- [TASK STATEMENT]: Give the listing again in full and exactly, apart from its pictures.

==== PROVIDED MATERIAL

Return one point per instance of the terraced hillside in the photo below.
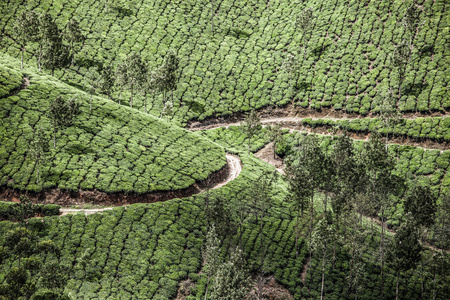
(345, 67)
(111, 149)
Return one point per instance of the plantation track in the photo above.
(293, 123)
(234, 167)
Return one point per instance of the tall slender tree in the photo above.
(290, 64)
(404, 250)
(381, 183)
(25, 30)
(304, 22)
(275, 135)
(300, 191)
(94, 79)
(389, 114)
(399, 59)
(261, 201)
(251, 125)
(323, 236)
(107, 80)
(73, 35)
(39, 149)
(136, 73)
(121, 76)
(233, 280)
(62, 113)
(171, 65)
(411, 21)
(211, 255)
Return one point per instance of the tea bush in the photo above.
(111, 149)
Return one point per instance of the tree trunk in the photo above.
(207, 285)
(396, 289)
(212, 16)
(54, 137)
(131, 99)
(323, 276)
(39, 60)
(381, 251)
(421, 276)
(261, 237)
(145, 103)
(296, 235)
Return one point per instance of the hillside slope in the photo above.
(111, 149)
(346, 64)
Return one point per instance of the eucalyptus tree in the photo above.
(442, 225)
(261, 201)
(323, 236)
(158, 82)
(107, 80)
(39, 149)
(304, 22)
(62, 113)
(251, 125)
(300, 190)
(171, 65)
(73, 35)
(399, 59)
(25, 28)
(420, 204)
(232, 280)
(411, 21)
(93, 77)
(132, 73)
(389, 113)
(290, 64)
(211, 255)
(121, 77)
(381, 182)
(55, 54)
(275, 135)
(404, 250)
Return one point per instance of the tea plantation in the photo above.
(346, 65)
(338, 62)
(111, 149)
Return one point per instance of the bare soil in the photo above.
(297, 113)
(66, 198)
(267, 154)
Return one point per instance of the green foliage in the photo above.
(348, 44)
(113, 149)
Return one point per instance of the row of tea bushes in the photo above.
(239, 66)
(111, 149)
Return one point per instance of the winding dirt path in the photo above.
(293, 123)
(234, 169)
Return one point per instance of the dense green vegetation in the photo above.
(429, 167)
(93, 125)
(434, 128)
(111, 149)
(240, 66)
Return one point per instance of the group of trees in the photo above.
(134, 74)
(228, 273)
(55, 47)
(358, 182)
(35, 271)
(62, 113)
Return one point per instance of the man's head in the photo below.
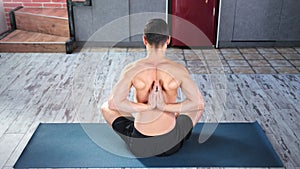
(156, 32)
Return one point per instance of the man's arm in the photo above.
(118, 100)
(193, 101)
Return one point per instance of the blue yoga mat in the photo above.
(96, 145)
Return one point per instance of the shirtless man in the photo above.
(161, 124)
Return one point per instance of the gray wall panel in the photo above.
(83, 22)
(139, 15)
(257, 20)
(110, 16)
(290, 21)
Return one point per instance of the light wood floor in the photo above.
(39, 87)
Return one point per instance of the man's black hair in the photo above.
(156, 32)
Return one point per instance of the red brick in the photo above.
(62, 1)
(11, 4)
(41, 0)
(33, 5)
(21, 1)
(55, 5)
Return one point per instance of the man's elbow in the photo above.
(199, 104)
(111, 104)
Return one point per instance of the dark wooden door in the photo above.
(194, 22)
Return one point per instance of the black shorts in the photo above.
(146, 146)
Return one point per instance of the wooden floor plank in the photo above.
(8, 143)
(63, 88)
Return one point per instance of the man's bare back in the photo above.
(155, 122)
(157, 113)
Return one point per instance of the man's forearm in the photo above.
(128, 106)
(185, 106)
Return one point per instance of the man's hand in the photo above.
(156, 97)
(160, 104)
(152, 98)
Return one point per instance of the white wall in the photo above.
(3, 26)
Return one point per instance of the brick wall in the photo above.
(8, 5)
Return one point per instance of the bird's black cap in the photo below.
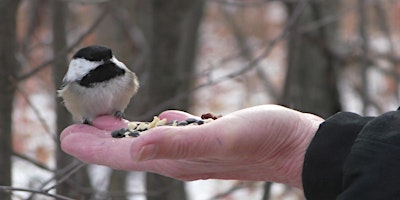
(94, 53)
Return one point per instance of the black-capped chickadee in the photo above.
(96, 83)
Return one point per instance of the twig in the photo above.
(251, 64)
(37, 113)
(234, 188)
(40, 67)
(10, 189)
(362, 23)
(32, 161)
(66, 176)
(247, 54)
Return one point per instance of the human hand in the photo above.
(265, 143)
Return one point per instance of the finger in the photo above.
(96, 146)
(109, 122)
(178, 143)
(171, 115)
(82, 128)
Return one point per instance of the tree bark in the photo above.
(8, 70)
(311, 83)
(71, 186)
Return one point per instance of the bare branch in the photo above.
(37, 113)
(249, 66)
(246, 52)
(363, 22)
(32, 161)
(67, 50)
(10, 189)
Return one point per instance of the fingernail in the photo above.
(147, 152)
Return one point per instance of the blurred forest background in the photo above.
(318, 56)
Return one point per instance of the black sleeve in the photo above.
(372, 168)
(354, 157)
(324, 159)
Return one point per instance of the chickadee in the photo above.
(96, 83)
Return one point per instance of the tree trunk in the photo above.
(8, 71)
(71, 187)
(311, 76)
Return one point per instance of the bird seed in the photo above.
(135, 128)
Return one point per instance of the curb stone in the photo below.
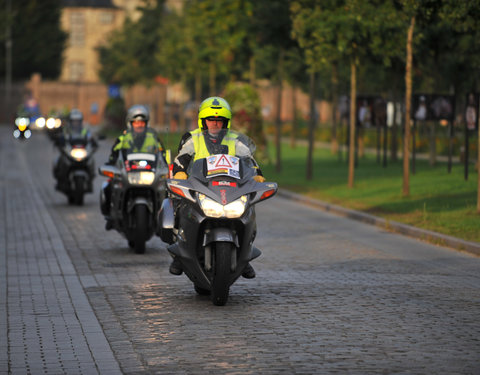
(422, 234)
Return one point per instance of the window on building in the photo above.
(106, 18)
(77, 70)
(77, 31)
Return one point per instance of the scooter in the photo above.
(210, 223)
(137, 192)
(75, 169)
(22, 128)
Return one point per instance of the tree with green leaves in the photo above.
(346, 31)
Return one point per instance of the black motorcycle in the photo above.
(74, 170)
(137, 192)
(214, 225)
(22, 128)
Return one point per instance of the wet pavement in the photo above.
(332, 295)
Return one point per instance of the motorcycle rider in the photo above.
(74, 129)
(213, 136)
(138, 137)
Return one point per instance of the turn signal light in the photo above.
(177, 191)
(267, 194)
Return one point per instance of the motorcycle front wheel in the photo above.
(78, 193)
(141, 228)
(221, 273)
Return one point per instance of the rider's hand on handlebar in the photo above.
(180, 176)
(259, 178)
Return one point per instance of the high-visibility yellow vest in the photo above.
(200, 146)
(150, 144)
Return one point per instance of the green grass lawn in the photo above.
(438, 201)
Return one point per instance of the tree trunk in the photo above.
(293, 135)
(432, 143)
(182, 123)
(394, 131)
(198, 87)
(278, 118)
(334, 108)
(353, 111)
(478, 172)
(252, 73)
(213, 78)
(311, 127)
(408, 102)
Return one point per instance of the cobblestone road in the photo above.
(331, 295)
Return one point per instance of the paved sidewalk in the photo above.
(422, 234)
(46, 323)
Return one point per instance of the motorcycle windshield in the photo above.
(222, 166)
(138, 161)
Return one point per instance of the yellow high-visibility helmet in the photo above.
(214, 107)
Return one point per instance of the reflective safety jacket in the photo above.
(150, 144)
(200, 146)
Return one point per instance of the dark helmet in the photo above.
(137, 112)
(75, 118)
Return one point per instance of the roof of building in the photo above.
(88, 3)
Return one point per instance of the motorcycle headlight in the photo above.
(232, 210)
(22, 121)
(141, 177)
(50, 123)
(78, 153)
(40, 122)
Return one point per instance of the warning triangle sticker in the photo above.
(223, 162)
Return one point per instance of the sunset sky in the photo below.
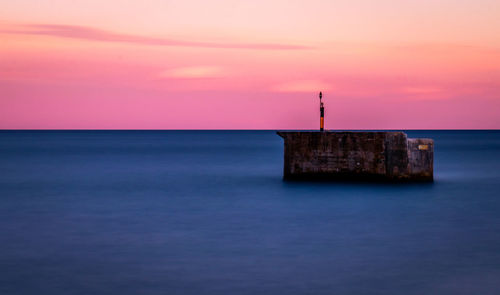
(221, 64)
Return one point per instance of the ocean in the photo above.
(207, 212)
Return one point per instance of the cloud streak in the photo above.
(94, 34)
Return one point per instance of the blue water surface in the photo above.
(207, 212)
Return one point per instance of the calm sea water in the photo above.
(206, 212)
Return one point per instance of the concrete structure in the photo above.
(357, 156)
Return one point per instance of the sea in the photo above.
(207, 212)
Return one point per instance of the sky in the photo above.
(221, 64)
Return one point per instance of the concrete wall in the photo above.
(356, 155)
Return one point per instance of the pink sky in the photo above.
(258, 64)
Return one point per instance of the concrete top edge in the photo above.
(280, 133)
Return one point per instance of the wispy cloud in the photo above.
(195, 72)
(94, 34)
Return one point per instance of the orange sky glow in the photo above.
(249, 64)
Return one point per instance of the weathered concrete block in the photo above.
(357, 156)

========

- [TASK RESPONSE]:
Return one point per instance of the terraced hillside in the photo below.
(345, 67)
(111, 149)
Return one point per instance of the plantation track in the photo above.
(293, 123)
(234, 167)
Return one point per instance of the tall slender tree in the photo above.
(290, 64)
(404, 250)
(381, 183)
(25, 30)
(304, 22)
(275, 135)
(300, 191)
(94, 79)
(389, 114)
(399, 59)
(261, 201)
(251, 125)
(323, 236)
(107, 80)
(73, 35)
(39, 149)
(136, 73)
(121, 76)
(233, 280)
(62, 113)
(171, 65)
(411, 21)
(211, 255)
Return one point per instance of the tea bush in the photo above.
(111, 149)
Return one point per instance of the tree trunk in the photo above.
(207, 285)
(396, 289)
(212, 16)
(54, 137)
(131, 99)
(323, 276)
(39, 60)
(381, 251)
(421, 276)
(261, 237)
(145, 103)
(296, 235)
Return one point per instance of the hillside slope in the photo above.
(111, 149)
(346, 64)
Return one point per instance of the eucalyptus tree in the photo above.
(442, 225)
(261, 201)
(323, 236)
(158, 82)
(107, 80)
(39, 149)
(304, 22)
(62, 113)
(251, 125)
(300, 190)
(171, 65)
(73, 35)
(399, 59)
(25, 28)
(420, 204)
(232, 280)
(411, 21)
(93, 77)
(132, 73)
(389, 113)
(290, 64)
(211, 255)
(121, 77)
(381, 182)
(55, 54)
(275, 135)
(404, 250)
Return one point per instance of the tea plantation in the photo above.
(346, 65)
(338, 62)
(111, 149)
Return one point per instance of the bare soil in the photo above.
(297, 113)
(66, 198)
(267, 154)
Return one point per instance of the green foliage in the photo above.
(348, 44)
(113, 149)
Return one point per instance of the row of tea bushes in the photo above.
(239, 66)
(111, 149)
Return one point per instance of the winding dirt path in the photo above.
(293, 123)
(234, 169)
Return one point per instance of the dense green vegetation in the photo above.
(429, 167)
(93, 125)
(434, 128)
(111, 149)
(240, 66)
Return one point per instance of the group of trees in the photo above.
(134, 74)
(228, 273)
(55, 47)
(358, 182)
(35, 271)
(62, 113)
Return one point per instance of the man's head in the photo below.
(156, 32)
Return one point per instance of the man's arm in the photo above.
(118, 100)
(193, 101)
Return one point per instance of the blue yoga mat in the photo above.
(96, 145)
Return one point per instance of the shirtless man in the photo above.
(161, 124)
Return one point per instance of the gray wall panel in the photo above.
(83, 22)
(139, 15)
(257, 20)
(110, 16)
(290, 21)
Return one point per instance of the light wood floor in the photo above.
(39, 87)
Return one point per instance of the man's black hair in the photo above.
(156, 32)
Return one point per instance of the red brick in the photo above.
(62, 1)
(11, 4)
(41, 0)
(33, 5)
(21, 1)
(55, 5)
Return one point per instance of the man's elbow in the photo above.
(199, 104)
(111, 104)
Return one point per instance of the dark wooden door in the photo above.
(194, 22)
Return one point per instance of the black shorts in the photo above.
(146, 146)
Return one point per instance of the wooden floor plank in the photo above.
(8, 143)
(63, 88)
Return one point per instance of the man's bare back in the photo above.
(155, 122)
(157, 113)
Return one point per instance of the man's forearm in the photo above.
(128, 106)
(185, 106)
Return one point per instance of the man's hand in the photo above.
(156, 97)
(160, 104)
(152, 98)
Return one point per instance of the white wall in the photo above.
(3, 26)
Return one point per instance of the brick wall in the photo above.
(8, 5)
Return one point per instance of the bird's black cap in the photo below.
(94, 53)
Return one point per instance of the black-capped chickadee in the photo above.
(96, 83)
Return one point per instance of the twig in the photo above.
(251, 64)
(37, 113)
(234, 188)
(40, 67)
(10, 189)
(362, 23)
(32, 161)
(66, 176)
(247, 54)
Return one point per instance of the human hand in the photo above.
(265, 143)
Return one point per instance of the finger in the photo above.
(96, 146)
(109, 122)
(178, 143)
(171, 115)
(82, 128)
Return one point per instance of the tree bark in the photo above.
(8, 70)
(311, 83)
(71, 186)
Return one point per instance of the bare branch in the photo above.
(37, 113)
(249, 66)
(246, 52)
(363, 22)
(32, 161)
(67, 50)
(10, 189)
Return one point per instance of the fingernail in the photo above.
(147, 152)
Return one point per instance of the blurred forest background in the photo above.
(318, 56)
Return one point per instance of the black sleeve in the photo above.
(372, 168)
(354, 157)
(324, 159)
Return one point per instance of the chickadee in the photo above.
(96, 83)
Return one point per instance of the tree trunk in the photo above.
(8, 71)
(71, 187)
(311, 76)
Return one point per instance of the bird seed in the photo above.
(135, 128)
Return one point per instance of the curb stone in the photo below.
(422, 234)
Return one point per instance of the window on building in the photo above.
(106, 18)
(77, 70)
(77, 31)
Return one point per instance of the scooter in the photo above.
(210, 223)
(137, 192)
(75, 169)
(22, 128)
Return one point per instance of the tree with green leaves in the photo above.
(346, 31)
Return one point per instance of the black motorcycle in the photo above.
(74, 170)
(137, 192)
(214, 225)
(22, 128)
Return one point per instance of the wet pavement in the photo above.
(332, 295)
Return one point per instance of the motorcycle rider in the photo above.
(74, 129)
(213, 136)
(138, 137)
Return one point per instance of the turn signal light in the photo above.
(177, 191)
(267, 194)
Return one point per instance of the motorcycle front wheel in the photo above.
(78, 193)
(141, 228)
(221, 273)
Return one point per instance of the rider's hand on handlebar in the photo above.
(180, 176)
(259, 178)
Return one point per instance of the high-visibility yellow vest in the photo above.
(200, 146)
(150, 144)
Return one point per instance of the green grass lawn in the photo above.
(438, 201)
Return one point per instance of the tree trunk in the photo above.
(293, 135)
(432, 143)
(182, 123)
(394, 131)
(198, 87)
(278, 118)
(334, 108)
(353, 111)
(478, 172)
(252, 73)
(213, 78)
(311, 127)
(408, 102)
Return one point per instance of the cobblestone road in the photo above.
(331, 295)
Return one point per instance of the paved sidewalk in the photo above.
(422, 234)
(46, 323)
Return one point per instance of the motorcycle windshield in the photo above.
(222, 166)
(138, 161)
Return one point per instance of the yellow high-visibility helmet in the photo above.
(214, 107)
Return one point per instance of the reflective safety jacket in the photo above.
(150, 144)
(200, 146)
Return one point per instance of the dark helmet in the photo above.
(137, 112)
(75, 118)
Return one point per instance of the roof of building in the photo above.
(88, 3)
Return one point per instance of the motorcycle headlight in the photo above.
(232, 210)
(22, 121)
(141, 177)
(50, 123)
(78, 153)
(40, 122)
Return one point per instance of the warning triangle sticker in the photo above.
(223, 162)
Return one point per instance of the sunset sky in the photo below.
(221, 64)
Return one point per instance of the ocean in the photo above.
(207, 212)
Return one point per instance of the cloud streak in the photo above.
(94, 34)
Return one point per instance of the blue water surface in the photo above.
(207, 212)
Return one point per instance of the calm sea water in the photo above.
(206, 212)
Return one point per instance of the concrete structure in the photo above.
(357, 156)
Return one point per instance of the sea in the photo above.
(207, 212)
Return one point per instance of the sky in the photo above.
(221, 64)
Return one point per instance of the concrete wall in the photo above.
(356, 155)
Return one point per instance of the pink sky in the photo above.
(258, 64)
Return one point per instance of the concrete top edge in the photo above.
(280, 133)
Return one point per instance of the wispy cloud in the photo above.
(195, 72)
(94, 34)
Return one point per instance of the orange sky glow in the photo above.
(249, 64)
Return one point per instance of the weathered concrete block in the photo above.
(357, 156)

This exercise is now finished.